GIVEN RECORDS =

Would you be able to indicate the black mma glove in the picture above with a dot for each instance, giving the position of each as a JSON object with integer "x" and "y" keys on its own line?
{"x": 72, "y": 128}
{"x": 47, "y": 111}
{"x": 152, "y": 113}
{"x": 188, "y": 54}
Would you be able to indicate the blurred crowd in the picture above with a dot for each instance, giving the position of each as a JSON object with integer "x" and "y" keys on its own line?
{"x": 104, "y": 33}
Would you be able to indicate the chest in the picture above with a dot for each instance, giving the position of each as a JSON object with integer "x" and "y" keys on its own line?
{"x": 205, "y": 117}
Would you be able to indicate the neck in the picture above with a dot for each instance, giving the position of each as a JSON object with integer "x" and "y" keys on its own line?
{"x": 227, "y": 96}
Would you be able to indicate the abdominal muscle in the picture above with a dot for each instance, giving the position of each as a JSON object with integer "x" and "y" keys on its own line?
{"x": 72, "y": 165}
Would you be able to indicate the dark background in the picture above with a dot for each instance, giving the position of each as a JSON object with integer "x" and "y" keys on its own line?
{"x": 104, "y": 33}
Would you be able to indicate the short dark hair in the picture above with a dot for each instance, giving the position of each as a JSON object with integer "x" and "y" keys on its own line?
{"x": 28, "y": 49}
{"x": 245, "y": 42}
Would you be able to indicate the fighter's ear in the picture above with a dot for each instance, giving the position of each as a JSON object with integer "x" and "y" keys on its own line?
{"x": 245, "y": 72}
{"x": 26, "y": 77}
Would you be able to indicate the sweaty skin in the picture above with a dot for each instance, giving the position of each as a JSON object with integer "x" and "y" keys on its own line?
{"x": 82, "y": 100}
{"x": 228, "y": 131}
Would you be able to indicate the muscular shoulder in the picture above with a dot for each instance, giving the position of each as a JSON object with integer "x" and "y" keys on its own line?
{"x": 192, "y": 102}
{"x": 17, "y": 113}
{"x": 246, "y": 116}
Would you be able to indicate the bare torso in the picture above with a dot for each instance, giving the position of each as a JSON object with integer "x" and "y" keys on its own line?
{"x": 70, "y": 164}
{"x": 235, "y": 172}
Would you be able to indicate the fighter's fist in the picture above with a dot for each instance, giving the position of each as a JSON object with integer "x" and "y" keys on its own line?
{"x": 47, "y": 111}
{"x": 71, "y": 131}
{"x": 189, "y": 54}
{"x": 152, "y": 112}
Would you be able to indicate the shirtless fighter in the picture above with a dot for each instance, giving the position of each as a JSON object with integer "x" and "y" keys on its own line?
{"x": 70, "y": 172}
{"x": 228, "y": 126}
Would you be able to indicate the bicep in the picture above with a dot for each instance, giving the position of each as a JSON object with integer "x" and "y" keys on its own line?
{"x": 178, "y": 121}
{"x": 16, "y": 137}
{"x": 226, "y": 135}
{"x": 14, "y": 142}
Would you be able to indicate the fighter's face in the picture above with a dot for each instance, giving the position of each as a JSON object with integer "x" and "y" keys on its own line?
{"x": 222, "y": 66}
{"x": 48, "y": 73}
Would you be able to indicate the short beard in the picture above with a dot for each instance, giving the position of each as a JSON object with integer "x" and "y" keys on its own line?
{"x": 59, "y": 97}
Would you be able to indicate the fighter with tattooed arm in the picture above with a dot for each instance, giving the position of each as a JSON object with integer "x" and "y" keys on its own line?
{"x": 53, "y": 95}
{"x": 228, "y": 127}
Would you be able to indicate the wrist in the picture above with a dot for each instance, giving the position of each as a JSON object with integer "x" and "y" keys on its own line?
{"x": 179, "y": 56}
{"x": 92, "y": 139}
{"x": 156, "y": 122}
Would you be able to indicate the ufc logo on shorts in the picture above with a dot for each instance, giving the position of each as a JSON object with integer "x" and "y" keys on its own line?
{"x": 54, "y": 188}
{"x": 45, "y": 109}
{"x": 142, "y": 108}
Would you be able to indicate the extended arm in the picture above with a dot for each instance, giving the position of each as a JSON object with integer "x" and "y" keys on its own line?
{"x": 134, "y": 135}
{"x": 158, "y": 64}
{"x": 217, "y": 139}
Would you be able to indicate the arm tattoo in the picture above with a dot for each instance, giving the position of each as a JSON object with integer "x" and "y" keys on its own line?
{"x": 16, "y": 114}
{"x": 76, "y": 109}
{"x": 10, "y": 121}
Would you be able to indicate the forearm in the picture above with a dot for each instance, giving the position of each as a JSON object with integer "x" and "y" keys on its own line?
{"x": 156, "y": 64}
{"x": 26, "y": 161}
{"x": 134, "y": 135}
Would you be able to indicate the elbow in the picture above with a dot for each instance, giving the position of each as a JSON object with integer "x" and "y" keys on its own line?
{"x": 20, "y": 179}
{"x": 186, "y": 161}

STATED PROBLEM = Exactly as they are written, print the entries again.

FINISHED TASK =
Would you be able to indicate the black mma glove in the picture above with a dot for each instance, giving the position of each as a JSON object with integer "x" and "y" keys on its own line?
{"x": 72, "y": 128}
{"x": 47, "y": 111}
{"x": 152, "y": 113}
{"x": 188, "y": 54}
Would you be able to indicate the blurred crowd in the picture above with a dot for each instance, giving the position of each as a JSON object with integer "x" and "y" keys on its own line?
{"x": 104, "y": 33}
Would you be able to indicate the chest in the picture above with a dot for each instance, giving the position of each as a JSON object with integer "x" and "y" keys on its own line?
{"x": 205, "y": 117}
Would you be able to indicate the neck in the picture above with a dot for each instance, giving the position of each as a JSON object with integer "x" and "y" keys on its own line?
{"x": 227, "y": 96}
Would you be able to indicate the abdominal muscle in the picture above with a dot for each instance, giving the position of each as a JSON object with integer "x" and "y" keys on its own line?
{"x": 72, "y": 165}
Would you be able to indicate the dark background in the picture above with a dot for each instance, giving the position of each as a JSON object with integer "x" and "y" keys on its own line?
{"x": 104, "y": 33}
Would you be able to indicate the short dark hair in the picture above with a dot for each instance, giving the position of each as a JSON object with integer "x" and "y" keys on its own line?
{"x": 28, "y": 49}
{"x": 245, "y": 42}
Would you be able to indicate the fighter's ear in the picture above with a dot for each instance, giving the position of each as a JSON object with integer "x" and "y" keys on its own line?
{"x": 245, "y": 72}
{"x": 26, "y": 77}
Would you be able to indicate the sweaty skin in the picture above with a dot for each instance, giving the position of each as a JSON object with integer "x" and "y" keys on its own line?
{"x": 82, "y": 100}
{"x": 228, "y": 131}
Would you be able to indicate the muscular shoulder in the picture above with a dot for each instance, giving the position of each as a JSON object with integer "x" and "y" keys on its own line?
{"x": 192, "y": 102}
{"x": 17, "y": 113}
{"x": 246, "y": 116}
Would you be able to indicate the bare torso in the picture above with a dot for each instance, giving the position of each as a JSON object with integer "x" and "y" keys on its own line?
{"x": 70, "y": 164}
{"x": 235, "y": 172}
Would you be able to indicate the fighter's fist in the picture above with a dot for each instance, giving the position of each as a JSON object with integer "x" and "y" keys on its own line?
{"x": 47, "y": 111}
{"x": 71, "y": 131}
{"x": 189, "y": 54}
{"x": 152, "y": 112}
Would you be able to indicate the shirtless fighter in the picture above with a dot for each instance, giving the position of each as a JSON object with integer "x" and "y" keys on its own line?
{"x": 70, "y": 172}
{"x": 228, "y": 126}
Would you be able to indicate the bicep in the picture above with a dot for each instance, giving the position of each as a JSON object with integer "x" and "y" keys on its own line?
{"x": 178, "y": 121}
{"x": 16, "y": 137}
{"x": 226, "y": 135}
{"x": 14, "y": 142}
Would you be able to indicate the fighter's face in the picture above with a dot for each instance, giving the position of each as a JSON object with integer "x" and "y" keys on its own line?
{"x": 222, "y": 66}
{"x": 48, "y": 73}
Would you be able to indicate the short beard in the picture above with a dot for each instance, giving the position of each as a JSON object with integer "x" and "y" keys on its own line?
{"x": 59, "y": 97}
Would you be able to indicate the fighter with tattooed arm in the picture above with a dot for each instance, giving the position of each as a JSON object with integer "x" and "y" keys on its own line?
{"x": 53, "y": 95}
{"x": 228, "y": 127}
Would you be able to indicate the wrist in the picture above with a dot for each instance, giving the position of each as a JSON object with integer "x" and "y" keys on its own line?
{"x": 179, "y": 56}
{"x": 92, "y": 139}
{"x": 156, "y": 122}
Would you be able to indicate the ufc logo on shorts in the picture above with a dot for each instance, giving the position of each as a JSON object with integer "x" and "y" keys on its own line?
{"x": 54, "y": 188}
{"x": 45, "y": 109}
{"x": 142, "y": 108}
Would you be able to indicate the extended arm in the picture above with a dot for each instance, giving the position of each as a JSON object with integer "x" and "y" keys on its own line?
{"x": 134, "y": 135}
{"x": 158, "y": 64}
{"x": 217, "y": 139}
Would you be able to indicate the arm tattoo in the picture above with a dot for each instance, giving the position of each as a JSON object with integer "x" and "y" keys on its own line?
{"x": 16, "y": 114}
{"x": 76, "y": 109}
{"x": 10, "y": 121}
Would you be able to indicate the forearm in the picture above with a dot for each instance, giving the position of each as a JSON object with integer "x" and "y" keys on its own line?
{"x": 156, "y": 64}
{"x": 26, "y": 161}
{"x": 134, "y": 135}
Would you be able to indicate the elbow in the picture above with a dot for each instance, giving the position of each as a JSON object with integer "x" and "y" keys on its own line?
{"x": 20, "y": 179}
{"x": 186, "y": 161}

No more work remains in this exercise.